[Task objective] In the passage below about reading short.txt.huff, why can't the current .huff format handle encoded files bigger than 2 GB?
··· Excerpt to read
Consider the file short.txt.huff. When viewed with HexFileDump, you should see this:
00 00 00 05 50 94 3A 0E 98 ....P .:..
Each pair of digits here is a byte shown in hex. (The characters on the right are not actually significant or meaningful if the file contains a binary format and not ASCII.)
If we translate the hex to binary:
00000000 00000000 00000000 00000101 01010000 10010100 00111010 00001110 10011000
You can see that the first four bytes together contain the value 5. You don't need to be able to read single bits to read this part of the file; you can just use a java.io.FileInputStream to read 4 bytes and then use the shift operator to merge them into a single int variable. This variable tells us that short.txt originally contained only 5 bytes. (Since the max value for an int is about 2 billion or so, the current .huff file format can't handle encoded files bigger than 2 GB. We could have used a long instead, though.)
After reading in the byte count, the rest of the file is:
50 94 3A 0E 98
As binary, this is:
0101 0000 1001 0100 0011 1010 0000 1110 1001 1000
This is the encoded tree followed by the encoded message, but we don't know where one ends and the next starts until after we decode the tree.
You will first need an object that lets you read a bit at a time from a file stream. Java will only let you read or write a byte at a time, so you will need to buffer at least 1 byte worth of data. (See the BitWriter class of an example of this for output.) Test this object before you continue. For example, you should be able to print the binary sequence shown above from short.txt.huff.
······
··· Recorded information
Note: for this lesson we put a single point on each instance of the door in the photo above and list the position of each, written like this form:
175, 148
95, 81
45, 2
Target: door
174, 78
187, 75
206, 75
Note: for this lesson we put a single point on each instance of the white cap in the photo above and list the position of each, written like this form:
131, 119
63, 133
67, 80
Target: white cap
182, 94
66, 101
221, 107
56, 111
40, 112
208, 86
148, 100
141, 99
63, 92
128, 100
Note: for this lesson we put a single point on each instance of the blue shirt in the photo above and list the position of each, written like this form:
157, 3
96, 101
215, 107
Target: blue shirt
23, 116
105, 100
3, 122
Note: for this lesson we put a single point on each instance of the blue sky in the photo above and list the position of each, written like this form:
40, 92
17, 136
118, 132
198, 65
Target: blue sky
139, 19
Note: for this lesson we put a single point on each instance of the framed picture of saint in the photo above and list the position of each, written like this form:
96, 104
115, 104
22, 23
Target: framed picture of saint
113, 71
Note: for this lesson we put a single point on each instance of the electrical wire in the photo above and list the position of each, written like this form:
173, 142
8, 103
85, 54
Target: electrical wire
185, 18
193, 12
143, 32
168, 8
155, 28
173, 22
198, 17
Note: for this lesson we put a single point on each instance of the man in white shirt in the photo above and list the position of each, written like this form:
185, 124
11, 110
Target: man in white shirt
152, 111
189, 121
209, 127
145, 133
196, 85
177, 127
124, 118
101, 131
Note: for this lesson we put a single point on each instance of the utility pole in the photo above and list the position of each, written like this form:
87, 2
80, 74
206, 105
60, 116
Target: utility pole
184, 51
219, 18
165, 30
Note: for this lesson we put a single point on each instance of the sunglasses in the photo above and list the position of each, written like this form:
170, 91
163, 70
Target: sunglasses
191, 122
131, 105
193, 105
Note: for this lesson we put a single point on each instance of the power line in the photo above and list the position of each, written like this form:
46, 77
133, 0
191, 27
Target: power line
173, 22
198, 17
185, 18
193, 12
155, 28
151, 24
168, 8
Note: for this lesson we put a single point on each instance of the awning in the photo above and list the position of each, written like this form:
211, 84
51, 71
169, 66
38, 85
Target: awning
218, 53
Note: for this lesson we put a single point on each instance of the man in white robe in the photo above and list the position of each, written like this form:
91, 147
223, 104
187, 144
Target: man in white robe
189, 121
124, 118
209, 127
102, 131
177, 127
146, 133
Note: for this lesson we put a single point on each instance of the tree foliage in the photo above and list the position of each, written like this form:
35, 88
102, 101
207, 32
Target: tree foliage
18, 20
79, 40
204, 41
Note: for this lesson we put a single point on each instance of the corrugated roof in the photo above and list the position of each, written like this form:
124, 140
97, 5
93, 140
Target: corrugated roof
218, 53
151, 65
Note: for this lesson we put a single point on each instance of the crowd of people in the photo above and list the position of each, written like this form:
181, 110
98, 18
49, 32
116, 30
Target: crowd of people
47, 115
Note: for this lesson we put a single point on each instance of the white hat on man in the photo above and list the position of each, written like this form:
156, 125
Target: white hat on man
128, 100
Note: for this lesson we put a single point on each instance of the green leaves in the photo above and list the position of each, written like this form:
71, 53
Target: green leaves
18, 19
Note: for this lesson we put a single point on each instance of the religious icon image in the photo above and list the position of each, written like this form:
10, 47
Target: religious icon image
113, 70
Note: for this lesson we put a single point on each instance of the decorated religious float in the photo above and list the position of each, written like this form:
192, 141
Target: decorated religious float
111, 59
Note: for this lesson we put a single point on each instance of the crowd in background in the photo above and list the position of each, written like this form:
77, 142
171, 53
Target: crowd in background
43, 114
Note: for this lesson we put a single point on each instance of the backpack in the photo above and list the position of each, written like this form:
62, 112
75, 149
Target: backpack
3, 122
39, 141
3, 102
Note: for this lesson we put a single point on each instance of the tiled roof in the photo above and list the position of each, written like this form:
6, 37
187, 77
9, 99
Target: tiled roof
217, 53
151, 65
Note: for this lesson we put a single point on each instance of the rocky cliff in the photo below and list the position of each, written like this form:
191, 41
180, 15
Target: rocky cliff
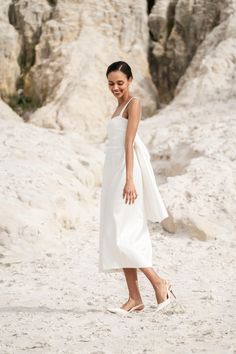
54, 55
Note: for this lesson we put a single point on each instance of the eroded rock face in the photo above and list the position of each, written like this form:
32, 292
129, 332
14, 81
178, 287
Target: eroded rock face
177, 29
9, 52
192, 140
66, 48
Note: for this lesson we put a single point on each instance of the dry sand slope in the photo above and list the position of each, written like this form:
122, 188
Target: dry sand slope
57, 303
52, 298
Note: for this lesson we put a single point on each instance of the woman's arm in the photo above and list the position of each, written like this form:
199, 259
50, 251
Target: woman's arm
134, 113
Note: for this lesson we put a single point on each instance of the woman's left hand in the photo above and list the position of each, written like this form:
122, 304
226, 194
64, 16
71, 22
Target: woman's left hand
129, 192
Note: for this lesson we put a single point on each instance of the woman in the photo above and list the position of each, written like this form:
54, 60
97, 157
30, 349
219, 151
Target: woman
129, 197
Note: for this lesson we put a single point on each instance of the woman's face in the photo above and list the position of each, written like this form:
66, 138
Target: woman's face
118, 83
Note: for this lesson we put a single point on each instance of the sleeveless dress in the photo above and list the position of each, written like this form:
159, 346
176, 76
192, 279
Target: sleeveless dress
124, 239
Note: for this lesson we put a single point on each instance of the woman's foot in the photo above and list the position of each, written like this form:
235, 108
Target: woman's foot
132, 303
161, 290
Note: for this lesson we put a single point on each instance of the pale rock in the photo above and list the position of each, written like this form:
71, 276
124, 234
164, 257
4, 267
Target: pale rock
74, 43
9, 52
48, 182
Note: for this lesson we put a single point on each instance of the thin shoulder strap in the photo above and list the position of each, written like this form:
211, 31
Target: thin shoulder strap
121, 113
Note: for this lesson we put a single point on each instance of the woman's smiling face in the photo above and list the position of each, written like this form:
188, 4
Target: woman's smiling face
118, 83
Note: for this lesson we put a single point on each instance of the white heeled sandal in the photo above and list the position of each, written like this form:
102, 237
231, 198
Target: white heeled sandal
122, 311
168, 299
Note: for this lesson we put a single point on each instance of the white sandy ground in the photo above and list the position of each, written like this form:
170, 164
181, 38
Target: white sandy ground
57, 303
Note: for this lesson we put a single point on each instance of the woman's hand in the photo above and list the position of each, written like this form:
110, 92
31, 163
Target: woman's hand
129, 192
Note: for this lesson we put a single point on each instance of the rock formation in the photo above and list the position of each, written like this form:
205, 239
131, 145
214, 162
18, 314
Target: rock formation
177, 29
52, 161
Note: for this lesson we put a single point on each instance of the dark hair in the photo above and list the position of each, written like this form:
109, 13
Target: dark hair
121, 66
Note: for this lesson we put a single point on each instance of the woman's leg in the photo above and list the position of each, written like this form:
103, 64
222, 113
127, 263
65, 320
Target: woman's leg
159, 284
132, 283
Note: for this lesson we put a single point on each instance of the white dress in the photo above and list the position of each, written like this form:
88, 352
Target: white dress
124, 239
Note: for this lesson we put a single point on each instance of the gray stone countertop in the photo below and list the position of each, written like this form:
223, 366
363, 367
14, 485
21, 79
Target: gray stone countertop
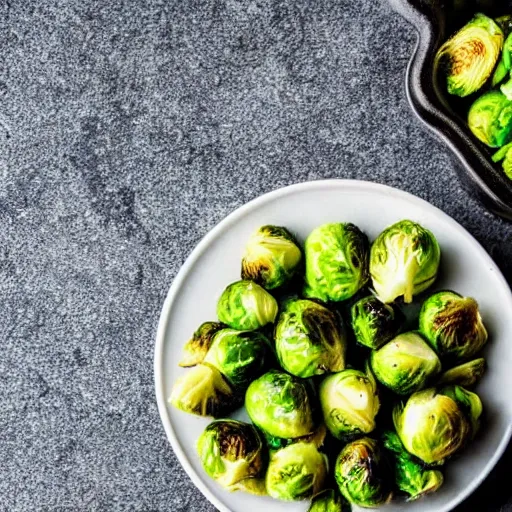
128, 129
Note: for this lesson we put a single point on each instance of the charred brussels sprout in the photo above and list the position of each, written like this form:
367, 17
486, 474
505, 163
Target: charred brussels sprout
404, 261
296, 472
410, 477
280, 405
230, 452
490, 119
349, 403
405, 364
336, 262
375, 323
329, 501
309, 340
452, 325
271, 257
196, 348
241, 356
470, 55
431, 426
362, 474
467, 374
203, 391
246, 306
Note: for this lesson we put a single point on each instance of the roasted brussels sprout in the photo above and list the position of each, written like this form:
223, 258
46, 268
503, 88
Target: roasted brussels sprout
246, 306
241, 356
280, 405
336, 262
362, 474
375, 323
271, 257
296, 472
329, 501
490, 119
349, 403
467, 374
410, 477
404, 261
230, 451
405, 364
468, 402
452, 324
431, 426
470, 55
196, 348
203, 391
309, 339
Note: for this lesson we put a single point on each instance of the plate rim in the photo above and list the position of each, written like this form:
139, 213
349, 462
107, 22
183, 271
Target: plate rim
223, 224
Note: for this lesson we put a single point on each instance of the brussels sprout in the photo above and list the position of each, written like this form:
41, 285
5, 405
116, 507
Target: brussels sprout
203, 391
336, 262
328, 501
431, 426
470, 55
246, 306
375, 323
467, 374
362, 473
405, 364
296, 472
349, 403
241, 356
309, 339
452, 325
196, 348
468, 402
271, 258
490, 119
280, 405
410, 477
404, 261
230, 451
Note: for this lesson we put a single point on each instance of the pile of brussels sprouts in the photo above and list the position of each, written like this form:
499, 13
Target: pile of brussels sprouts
354, 397
477, 63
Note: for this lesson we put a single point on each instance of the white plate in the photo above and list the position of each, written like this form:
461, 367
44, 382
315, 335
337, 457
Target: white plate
215, 262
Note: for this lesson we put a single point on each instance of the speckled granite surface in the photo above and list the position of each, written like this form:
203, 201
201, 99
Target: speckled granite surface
128, 130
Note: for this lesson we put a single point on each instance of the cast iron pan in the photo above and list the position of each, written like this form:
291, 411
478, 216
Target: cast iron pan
436, 21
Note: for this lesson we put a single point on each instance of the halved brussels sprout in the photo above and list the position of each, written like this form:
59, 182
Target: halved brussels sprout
470, 55
280, 405
329, 501
349, 403
309, 339
241, 356
404, 261
203, 391
405, 364
467, 374
362, 474
196, 348
296, 472
230, 452
336, 262
452, 324
468, 402
490, 119
375, 323
246, 306
431, 426
410, 477
271, 258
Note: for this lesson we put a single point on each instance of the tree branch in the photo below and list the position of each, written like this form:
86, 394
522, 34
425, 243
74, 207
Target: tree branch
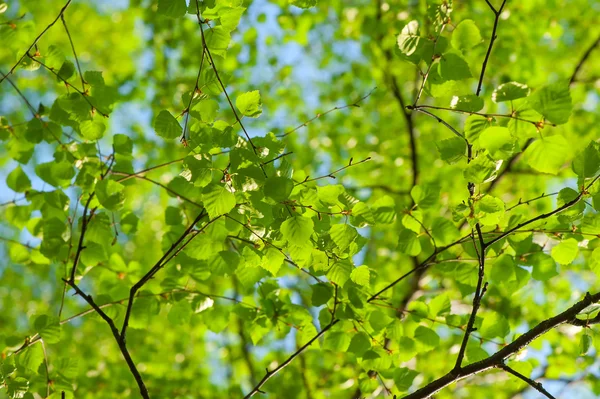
115, 332
536, 385
583, 60
271, 373
62, 10
159, 265
492, 40
544, 215
497, 359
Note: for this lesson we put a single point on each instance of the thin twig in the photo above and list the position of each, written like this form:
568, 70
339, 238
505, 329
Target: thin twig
62, 10
271, 373
492, 40
62, 18
159, 265
331, 175
583, 60
535, 385
353, 104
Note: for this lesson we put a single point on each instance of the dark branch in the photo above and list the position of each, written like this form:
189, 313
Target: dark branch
159, 265
536, 385
492, 40
583, 60
62, 10
497, 359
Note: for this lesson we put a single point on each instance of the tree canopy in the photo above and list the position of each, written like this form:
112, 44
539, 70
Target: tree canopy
299, 198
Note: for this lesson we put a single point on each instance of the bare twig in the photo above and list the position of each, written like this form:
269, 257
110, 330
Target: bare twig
492, 40
353, 104
332, 174
62, 10
583, 60
535, 385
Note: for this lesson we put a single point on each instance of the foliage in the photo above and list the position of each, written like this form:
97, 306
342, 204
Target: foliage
307, 199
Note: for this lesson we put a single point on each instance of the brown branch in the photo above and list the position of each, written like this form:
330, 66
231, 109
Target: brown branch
196, 88
62, 18
159, 265
492, 40
353, 104
544, 215
410, 128
271, 373
80, 247
583, 60
536, 385
433, 59
115, 332
159, 184
498, 358
479, 293
509, 167
62, 10
487, 115
424, 264
440, 120
239, 120
332, 174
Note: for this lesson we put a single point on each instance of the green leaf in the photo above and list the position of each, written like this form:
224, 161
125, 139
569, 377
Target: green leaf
439, 305
408, 243
469, 103
92, 130
499, 142
337, 341
249, 104
566, 251
122, 144
466, 35
587, 163
48, 327
297, 230
427, 338
279, 188
110, 194
585, 342
510, 91
217, 40
548, 154
425, 195
18, 181
474, 125
66, 71
384, 210
452, 150
340, 272
17, 387
553, 102
494, 325
218, 200
361, 276
32, 358
321, 294
359, 344
343, 235
452, 66
403, 378
272, 260
303, 3
444, 231
57, 174
172, 8
544, 267
166, 126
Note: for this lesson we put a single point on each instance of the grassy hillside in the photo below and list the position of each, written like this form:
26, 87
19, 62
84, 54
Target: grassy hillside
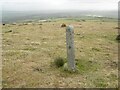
29, 51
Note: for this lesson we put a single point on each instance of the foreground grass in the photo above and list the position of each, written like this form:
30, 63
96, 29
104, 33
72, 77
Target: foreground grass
28, 51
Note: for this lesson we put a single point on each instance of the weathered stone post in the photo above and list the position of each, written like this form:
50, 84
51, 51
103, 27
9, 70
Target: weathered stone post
70, 47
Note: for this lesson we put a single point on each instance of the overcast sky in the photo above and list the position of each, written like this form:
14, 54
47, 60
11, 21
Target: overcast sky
21, 5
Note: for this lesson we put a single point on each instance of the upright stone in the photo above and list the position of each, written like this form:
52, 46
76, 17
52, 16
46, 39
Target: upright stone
70, 47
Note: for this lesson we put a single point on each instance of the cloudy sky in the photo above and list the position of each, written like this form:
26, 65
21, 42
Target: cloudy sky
21, 5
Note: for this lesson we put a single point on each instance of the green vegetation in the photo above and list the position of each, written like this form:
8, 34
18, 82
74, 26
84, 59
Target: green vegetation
30, 51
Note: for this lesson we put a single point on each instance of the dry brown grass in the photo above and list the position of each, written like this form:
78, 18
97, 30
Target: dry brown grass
29, 50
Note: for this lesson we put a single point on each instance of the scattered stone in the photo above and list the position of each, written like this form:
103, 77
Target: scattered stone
63, 25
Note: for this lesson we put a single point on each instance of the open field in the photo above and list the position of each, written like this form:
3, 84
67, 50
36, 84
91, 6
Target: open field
29, 50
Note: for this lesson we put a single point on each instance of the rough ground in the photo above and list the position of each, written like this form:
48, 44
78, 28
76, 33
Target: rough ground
29, 49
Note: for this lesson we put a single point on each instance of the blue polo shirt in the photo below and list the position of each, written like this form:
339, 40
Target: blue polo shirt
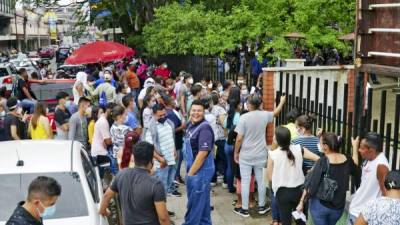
202, 139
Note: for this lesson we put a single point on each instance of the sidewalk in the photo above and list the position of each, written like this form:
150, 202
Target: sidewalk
223, 209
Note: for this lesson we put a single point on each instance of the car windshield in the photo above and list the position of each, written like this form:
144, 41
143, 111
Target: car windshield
71, 203
3, 72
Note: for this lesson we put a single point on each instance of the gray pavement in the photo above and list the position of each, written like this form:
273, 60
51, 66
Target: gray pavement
222, 201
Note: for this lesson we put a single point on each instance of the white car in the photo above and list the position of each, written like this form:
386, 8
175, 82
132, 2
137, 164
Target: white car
65, 161
6, 72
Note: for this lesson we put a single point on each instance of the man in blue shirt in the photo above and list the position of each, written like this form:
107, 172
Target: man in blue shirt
129, 104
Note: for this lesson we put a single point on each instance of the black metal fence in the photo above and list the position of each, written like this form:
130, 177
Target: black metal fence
332, 118
202, 67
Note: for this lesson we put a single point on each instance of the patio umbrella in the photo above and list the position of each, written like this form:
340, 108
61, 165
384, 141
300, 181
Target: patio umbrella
99, 51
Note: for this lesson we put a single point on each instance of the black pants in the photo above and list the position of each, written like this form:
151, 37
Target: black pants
288, 199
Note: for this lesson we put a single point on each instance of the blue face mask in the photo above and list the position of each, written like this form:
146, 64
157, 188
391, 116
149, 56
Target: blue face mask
48, 212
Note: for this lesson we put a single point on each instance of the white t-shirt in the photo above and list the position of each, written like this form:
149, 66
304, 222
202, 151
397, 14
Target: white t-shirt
285, 173
252, 126
101, 132
369, 189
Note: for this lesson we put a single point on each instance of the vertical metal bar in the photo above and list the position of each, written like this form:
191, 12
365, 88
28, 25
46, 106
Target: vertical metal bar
312, 107
309, 94
345, 113
387, 139
334, 108
339, 120
358, 103
287, 93
396, 132
325, 104
369, 110
316, 94
383, 113
320, 115
350, 128
294, 89
330, 119
375, 126
301, 93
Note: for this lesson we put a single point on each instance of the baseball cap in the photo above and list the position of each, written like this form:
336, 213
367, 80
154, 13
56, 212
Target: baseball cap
12, 103
107, 76
392, 180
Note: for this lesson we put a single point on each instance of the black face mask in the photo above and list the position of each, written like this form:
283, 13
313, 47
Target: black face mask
162, 120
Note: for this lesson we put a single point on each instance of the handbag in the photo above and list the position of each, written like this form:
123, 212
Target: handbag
328, 186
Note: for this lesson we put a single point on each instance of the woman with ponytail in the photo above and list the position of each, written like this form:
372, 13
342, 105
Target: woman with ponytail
286, 174
306, 139
340, 169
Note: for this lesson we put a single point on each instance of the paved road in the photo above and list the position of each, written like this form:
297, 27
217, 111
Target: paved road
222, 214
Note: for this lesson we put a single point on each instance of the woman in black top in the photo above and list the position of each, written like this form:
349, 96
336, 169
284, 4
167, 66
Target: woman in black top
340, 169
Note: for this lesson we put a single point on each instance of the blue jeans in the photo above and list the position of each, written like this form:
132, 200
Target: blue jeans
220, 160
166, 176
274, 207
245, 174
323, 215
351, 220
27, 103
229, 167
179, 163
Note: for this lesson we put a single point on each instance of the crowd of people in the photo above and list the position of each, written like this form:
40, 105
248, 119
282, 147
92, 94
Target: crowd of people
146, 123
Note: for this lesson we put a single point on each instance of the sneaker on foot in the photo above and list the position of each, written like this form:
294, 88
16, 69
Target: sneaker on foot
171, 213
262, 210
175, 194
241, 212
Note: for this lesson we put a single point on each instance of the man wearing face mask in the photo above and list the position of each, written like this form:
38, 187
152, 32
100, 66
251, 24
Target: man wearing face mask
161, 133
184, 92
62, 115
40, 204
13, 124
78, 126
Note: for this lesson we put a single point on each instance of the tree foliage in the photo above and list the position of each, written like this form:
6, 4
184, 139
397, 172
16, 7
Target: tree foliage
200, 27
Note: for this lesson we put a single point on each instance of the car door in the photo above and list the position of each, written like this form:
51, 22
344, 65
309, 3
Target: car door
94, 182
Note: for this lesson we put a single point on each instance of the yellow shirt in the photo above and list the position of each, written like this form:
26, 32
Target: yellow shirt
39, 132
91, 131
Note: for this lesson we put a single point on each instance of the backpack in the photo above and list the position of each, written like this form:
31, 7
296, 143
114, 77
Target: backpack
103, 99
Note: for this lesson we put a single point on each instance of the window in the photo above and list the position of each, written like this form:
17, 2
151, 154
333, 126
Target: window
71, 203
91, 177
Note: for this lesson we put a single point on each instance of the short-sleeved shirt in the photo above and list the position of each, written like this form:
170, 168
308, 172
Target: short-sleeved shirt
202, 139
138, 192
252, 126
101, 132
382, 211
21, 216
10, 120
131, 120
311, 143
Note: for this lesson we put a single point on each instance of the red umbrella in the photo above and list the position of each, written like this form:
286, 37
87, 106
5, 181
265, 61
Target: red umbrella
99, 51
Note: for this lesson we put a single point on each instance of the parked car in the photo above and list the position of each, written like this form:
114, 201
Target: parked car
67, 162
47, 53
7, 70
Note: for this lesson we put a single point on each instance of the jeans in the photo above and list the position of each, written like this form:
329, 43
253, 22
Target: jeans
245, 173
288, 199
322, 215
179, 163
229, 167
27, 103
166, 176
274, 207
220, 160
351, 220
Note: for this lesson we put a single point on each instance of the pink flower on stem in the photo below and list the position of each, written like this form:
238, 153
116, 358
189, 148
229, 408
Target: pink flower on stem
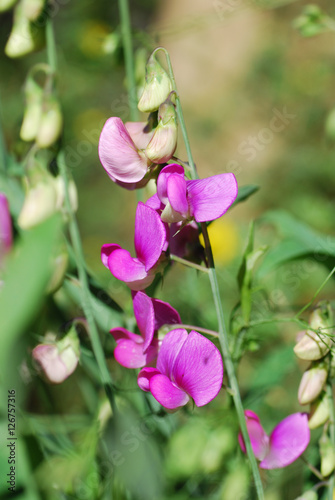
120, 150
288, 440
202, 199
133, 350
150, 241
188, 366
······
[Right answer] The original byte count is stored in an int, and an int's maximum value is only about 2 billion.